- _WORK TO BE COMPLETED_:
Print the listing in full, keeping every line exactly as it is.

BEGIN

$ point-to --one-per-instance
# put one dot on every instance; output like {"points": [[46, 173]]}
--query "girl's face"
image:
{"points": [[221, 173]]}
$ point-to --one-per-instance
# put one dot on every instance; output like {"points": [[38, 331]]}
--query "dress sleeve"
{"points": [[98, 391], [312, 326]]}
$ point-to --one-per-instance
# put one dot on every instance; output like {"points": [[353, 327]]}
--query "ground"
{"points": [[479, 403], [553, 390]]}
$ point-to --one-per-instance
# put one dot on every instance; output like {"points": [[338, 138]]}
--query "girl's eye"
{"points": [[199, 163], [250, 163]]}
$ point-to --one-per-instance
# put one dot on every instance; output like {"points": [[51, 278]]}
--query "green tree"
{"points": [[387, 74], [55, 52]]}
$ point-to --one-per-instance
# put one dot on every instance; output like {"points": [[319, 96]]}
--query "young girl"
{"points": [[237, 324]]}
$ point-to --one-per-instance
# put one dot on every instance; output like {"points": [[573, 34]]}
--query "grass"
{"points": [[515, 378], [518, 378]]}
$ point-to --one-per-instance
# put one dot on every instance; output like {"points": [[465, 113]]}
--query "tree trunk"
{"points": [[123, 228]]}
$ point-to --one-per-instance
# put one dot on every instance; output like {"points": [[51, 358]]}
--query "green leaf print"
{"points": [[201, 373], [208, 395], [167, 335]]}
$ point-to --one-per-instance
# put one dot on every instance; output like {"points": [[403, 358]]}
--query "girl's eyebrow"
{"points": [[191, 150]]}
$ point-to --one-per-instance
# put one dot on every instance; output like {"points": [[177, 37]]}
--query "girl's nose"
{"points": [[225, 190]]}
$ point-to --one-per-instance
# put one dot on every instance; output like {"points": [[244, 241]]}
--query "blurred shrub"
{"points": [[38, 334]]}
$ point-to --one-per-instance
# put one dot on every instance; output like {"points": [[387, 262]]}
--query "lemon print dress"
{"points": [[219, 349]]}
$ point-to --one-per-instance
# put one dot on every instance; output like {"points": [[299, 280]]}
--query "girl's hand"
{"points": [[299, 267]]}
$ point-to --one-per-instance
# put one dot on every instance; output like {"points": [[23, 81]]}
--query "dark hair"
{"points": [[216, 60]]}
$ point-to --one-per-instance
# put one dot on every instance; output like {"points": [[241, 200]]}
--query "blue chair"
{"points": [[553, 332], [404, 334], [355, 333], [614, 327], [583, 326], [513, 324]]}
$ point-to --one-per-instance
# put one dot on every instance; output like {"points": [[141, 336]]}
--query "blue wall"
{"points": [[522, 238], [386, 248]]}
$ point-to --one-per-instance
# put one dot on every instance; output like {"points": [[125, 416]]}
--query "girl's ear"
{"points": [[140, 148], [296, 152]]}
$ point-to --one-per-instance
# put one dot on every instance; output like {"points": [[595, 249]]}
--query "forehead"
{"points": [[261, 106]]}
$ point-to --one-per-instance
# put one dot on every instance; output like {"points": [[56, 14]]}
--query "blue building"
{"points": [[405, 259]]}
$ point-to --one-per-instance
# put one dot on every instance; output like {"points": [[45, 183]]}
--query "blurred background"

END

- _RESULT BELOW_:
$ point-to --one-per-instance
# put one dot on every instance; output like {"points": [[46, 173]]}
--query "girl's face"
image:
{"points": [[221, 173]]}
$ point-to --one-per-instance
# put one dot on every instance; output like {"points": [[38, 331]]}
--query "dress sleeve"
{"points": [[98, 391], [312, 326]]}
$ point-to --one-per-instance
# put one dot on every instance; output like {"points": [[353, 327]]}
--query "ground"
{"points": [[479, 403], [553, 390]]}
$ point-to --one-per-instance
# put one dot on every instance; output like {"points": [[338, 138]]}
--query "girl's eye"
{"points": [[199, 163], [250, 163]]}
$ point-to --one-per-instance
# put one dot on every instance; output like {"points": [[51, 278]]}
--query "green tree"
{"points": [[387, 74], [55, 52]]}
$ point-to --one-per-instance
# put one dot on every instance; output like {"points": [[319, 96]]}
--query "young girl"
{"points": [[237, 324]]}
$ point-to --one-per-instance
# put one dot on every instance; output like {"points": [[573, 34]]}
--query "grass"
{"points": [[515, 378], [518, 378]]}
$ point-to --one-per-instance
# put one dot on every instance; output like {"points": [[465, 113]]}
--query "tree trunk"
{"points": [[123, 228]]}
$ point-to --one-per-instance
# put one dot on every instance; output like {"points": [[51, 358]]}
--query "green leaf print"
{"points": [[201, 373], [208, 395], [167, 335]]}
$ point-to --one-per-instance
# put one dot on every instance; output like {"points": [[403, 358]]}
--query "girl's eyebrow"
{"points": [[191, 150]]}
$ point-to --one-per-instance
# put one dot on every instance; output like {"points": [[177, 37]]}
--query "girl's nose"
{"points": [[225, 190]]}
$ point-to --one-per-instance
# put one dot on every instance; output like {"points": [[244, 241]]}
--query "blurred shrub"
{"points": [[38, 334]]}
$ point-to --one-per-instance
# put one dot on every instance; output like {"points": [[387, 262]]}
--query "lemon print dress"
{"points": [[219, 349]]}
$ point-to --one-per-instance
# put one dot on every instance; output like {"points": [[299, 280]]}
--query "girl's hand"
{"points": [[299, 267]]}
$ point-to --one-per-instance
# put one dot on every instance; output like {"points": [[23, 81]]}
--query "dark hair"
{"points": [[216, 60]]}
$ point-to --one-per-instance
# put one dot on every instance; output like {"points": [[241, 200]]}
--query "blue chair"
{"points": [[553, 332], [404, 334], [355, 333], [614, 327], [583, 326], [513, 324]]}
$ point-to --one-per-instance
# put one dot on every instance; output like {"points": [[141, 336]]}
--query "blue wall"
{"points": [[522, 238], [386, 248]]}
$ point-to --one-per-instance
# put one dot on every instance; output like {"points": [[125, 416]]}
--query "girl's ear"
{"points": [[140, 148], [296, 152]]}
$ point-to --one-per-instance
# put one dot on every instance; output like {"points": [[595, 249]]}
--query "forehead"
{"points": [[261, 106]]}
$ point-to --one-per-instance
# put one dot on every instance; output like {"points": [[56, 14]]}
--query "blue building"
{"points": [[405, 259]]}
$ point-to --one-per-instance
# put one dot on every instance; output like {"points": [[45, 183]]}
--query "blurred background"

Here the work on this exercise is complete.